EXERCISE TASK: Could you write out every entry exactly as it stands?

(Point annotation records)
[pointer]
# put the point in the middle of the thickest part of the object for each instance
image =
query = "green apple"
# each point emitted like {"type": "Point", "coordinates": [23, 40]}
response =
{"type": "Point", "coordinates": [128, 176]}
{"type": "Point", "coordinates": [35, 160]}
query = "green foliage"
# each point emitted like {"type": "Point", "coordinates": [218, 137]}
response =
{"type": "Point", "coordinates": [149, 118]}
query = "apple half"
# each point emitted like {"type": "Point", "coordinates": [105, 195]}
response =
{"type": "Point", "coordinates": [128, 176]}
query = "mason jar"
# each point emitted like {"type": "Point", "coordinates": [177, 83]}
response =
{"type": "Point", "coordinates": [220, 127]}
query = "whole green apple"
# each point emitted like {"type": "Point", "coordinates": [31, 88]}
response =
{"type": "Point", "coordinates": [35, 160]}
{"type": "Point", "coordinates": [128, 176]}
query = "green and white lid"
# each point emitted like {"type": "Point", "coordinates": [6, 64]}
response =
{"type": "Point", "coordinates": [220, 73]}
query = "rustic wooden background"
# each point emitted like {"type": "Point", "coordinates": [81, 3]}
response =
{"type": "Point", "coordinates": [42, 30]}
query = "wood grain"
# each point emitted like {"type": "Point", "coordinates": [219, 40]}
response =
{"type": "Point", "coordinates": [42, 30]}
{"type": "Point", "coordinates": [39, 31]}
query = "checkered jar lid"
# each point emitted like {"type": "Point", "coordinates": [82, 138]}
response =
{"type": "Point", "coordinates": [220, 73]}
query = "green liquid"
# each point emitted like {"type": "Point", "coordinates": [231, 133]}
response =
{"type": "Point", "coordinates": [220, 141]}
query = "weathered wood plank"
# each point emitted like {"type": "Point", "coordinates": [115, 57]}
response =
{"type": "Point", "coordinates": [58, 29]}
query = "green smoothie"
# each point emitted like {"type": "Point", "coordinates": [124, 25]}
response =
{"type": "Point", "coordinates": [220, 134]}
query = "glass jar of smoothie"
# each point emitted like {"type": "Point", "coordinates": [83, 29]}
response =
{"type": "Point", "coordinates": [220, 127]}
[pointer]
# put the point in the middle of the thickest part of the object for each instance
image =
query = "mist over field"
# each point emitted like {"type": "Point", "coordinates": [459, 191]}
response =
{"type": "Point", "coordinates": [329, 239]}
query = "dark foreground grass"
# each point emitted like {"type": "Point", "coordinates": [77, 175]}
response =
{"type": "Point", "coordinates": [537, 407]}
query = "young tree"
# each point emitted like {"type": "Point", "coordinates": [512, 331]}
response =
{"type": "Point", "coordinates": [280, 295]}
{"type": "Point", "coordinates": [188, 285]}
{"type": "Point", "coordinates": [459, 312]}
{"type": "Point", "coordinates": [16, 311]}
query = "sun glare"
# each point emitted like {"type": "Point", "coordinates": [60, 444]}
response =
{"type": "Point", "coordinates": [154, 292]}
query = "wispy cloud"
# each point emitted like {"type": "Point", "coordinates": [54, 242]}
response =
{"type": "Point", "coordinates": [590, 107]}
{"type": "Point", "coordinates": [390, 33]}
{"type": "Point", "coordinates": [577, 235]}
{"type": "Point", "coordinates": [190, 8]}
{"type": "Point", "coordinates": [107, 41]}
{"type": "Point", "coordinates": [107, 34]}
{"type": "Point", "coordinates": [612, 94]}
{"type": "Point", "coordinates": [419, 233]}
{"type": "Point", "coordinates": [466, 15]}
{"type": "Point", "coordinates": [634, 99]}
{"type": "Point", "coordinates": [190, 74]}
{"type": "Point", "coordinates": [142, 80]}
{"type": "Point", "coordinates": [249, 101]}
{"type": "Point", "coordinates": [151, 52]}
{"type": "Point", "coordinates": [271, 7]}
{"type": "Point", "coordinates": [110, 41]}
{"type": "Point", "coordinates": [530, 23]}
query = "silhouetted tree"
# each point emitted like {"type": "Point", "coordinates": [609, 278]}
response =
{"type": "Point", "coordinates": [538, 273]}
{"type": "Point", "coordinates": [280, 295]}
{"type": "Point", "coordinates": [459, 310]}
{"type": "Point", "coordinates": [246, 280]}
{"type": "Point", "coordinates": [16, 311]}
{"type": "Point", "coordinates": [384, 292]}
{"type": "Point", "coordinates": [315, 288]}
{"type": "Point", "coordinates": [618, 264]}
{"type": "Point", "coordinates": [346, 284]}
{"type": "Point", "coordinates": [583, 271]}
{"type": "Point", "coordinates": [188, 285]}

SOLUTION TO THE PROBLEM:
[pointer]
# put the point in the middle of the thickest part of the object for each instance
image =
query = "green apple"
# each point emitted like {"type": "Point", "coordinates": [23, 40]}
response =
{"type": "Point", "coordinates": [128, 176]}
{"type": "Point", "coordinates": [35, 160]}
query = "green foliage"
# each point emitted like {"type": "Point", "coordinates": [218, 137]}
response =
{"type": "Point", "coordinates": [149, 118]}
query = "apple half"
# each point emitted like {"type": "Point", "coordinates": [105, 195]}
response =
{"type": "Point", "coordinates": [128, 176]}
query = "mason jar"
# each point emitted like {"type": "Point", "coordinates": [177, 83]}
response =
{"type": "Point", "coordinates": [220, 127]}
query = "whole green apple"
# each point emitted like {"type": "Point", "coordinates": [31, 88]}
response =
{"type": "Point", "coordinates": [35, 160]}
{"type": "Point", "coordinates": [128, 176]}
query = "green and white lid"
# each point emitted like {"type": "Point", "coordinates": [6, 64]}
response =
{"type": "Point", "coordinates": [220, 73]}
query = "rustic wooden background"
# each point emitted like {"type": "Point", "coordinates": [81, 3]}
response =
{"type": "Point", "coordinates": [42, 30]}
query = "wood grain"
# each point emitted like {"type": "Point", "coordinates": [219, 40]}
response =
{"type": "Point", "coordinates": [42, 30]}
{"type": "Point", "coordinates": [39, 31]}
query = "checkered jar lid"
# each point emitted like {"type": "Point", "coordinates": [82, 138]}
response =
{"type": "Point", "coordinates": [220, 73]}
query = "green liquid"
# each point emitted like {"type": "Point", "coordinates": [231, 133]}
response =
{"type": "Point", "coordinates": [220, 141]}
query = "weathered wood plank"
# each point emitted like {"type": "Point", "coordinates": [115, 57]}
response =
{"type": "Point", "coordinates": [58, 29]}
query = "green smoothie"
# each point emitted like {"type": "Point", "coordinates": [124, 25]}
response =
{"type": "Point", "coordinates": [220, 134]}
query = "glass jar of smoothie"
# each point emitted like {"type": "Point", "coordinates": [83, 29]}
response =
{"type": "Point", "coordinates": [220, 127]}
[pointer]
# put the point in the middle of the thickest part of the object for each instance
image =
query = "mist over field"
# each point emitted like {"type": "Point", "coordinates": [459, 191]}
response =
{"type": "Point", "coordinates": [329, 239]}
query = "dark foreground grass"
# each point emitted like {"type": "Point", "coordinates": [77, 175]}
response =
{"type": "Point", "coordinates": [537, 407]}
query = "young tree"
# each point emitted like {"type": "Point", "coordinates": [512, 331]}
response =
{"type": "Point", "coordinates": [280, 295]}
{"type": "Point", "coordinates": [188, 285]}
{"type": "Point", "coordinates": [459, 312]}
{"type": "Point", "coordinates": [16, 311]}
query = "sun glare"
# each point emitted like {"type": "Point", "coordinates": [60, 444]}
response =
{"type": "Point", "coordinates": [154, 292]}
query = "wispy cloud"
# each point emitted like {"type": "Point", "coordinates": [54, 242]}
response =
{"type": "Point", "coordinates": [590, 107]}
{"type": "Point", "coordinates": [390, 33]}
{"type": "Point", "coordinates": [577, 235]}
{"type": "Point", "coordinates": [190, 8]}
{"type": "Point", "coordinates": [107, 41]}
{"type": "Point", "coordinates": [107, 34]}
{"type": "Point", "coordinates": [612, 94]}
{"type": "Point", "coordinates": [419, 233]}
{"type": "Point", "coordinates": [466, 15]}
{"type": "Point", "coordinates": [634, 99]}
{"type": "Point", "coordinates": [190, 74]}
{"type": "Point", "coordinates": [142, 80]}
{"type": "Point", "coordinates": [249, 101]}
{"type": "Point", "coordinates": [151, 52]}
{"type": "Point", "coordinates": [271, 7]}
{"type": "Point", "coordinates": [110, 41]}
{"type": "Point", "coordinates": [530, 23]}
query = "silhouetted tree"
# each point emitted like {"type": "Point", "coordinates": [609, 278]}
response =
{"type": "Point", "coordinates": [538, 273]}
{"type": "Point", "coordinates": [280, 295]}
{"type": "Point", "coordinates": [459, 310]}
{"type": "Point", "coordinates": [246, 280]}
{"type": "Point", "coordinates": [16, 311]}
{"type": "Point", "coordinates": [384, 292]}
{"type": "Point", "coordinates": [315, 288]}
{"type": "Point", "coordinates": [618, 264]}
{"type": "Point", "coordinates": [346, 284]}
{"type": "Point", "coordinates": [583, 271]}
{"type": "Point", "coordinates": [188, 285]}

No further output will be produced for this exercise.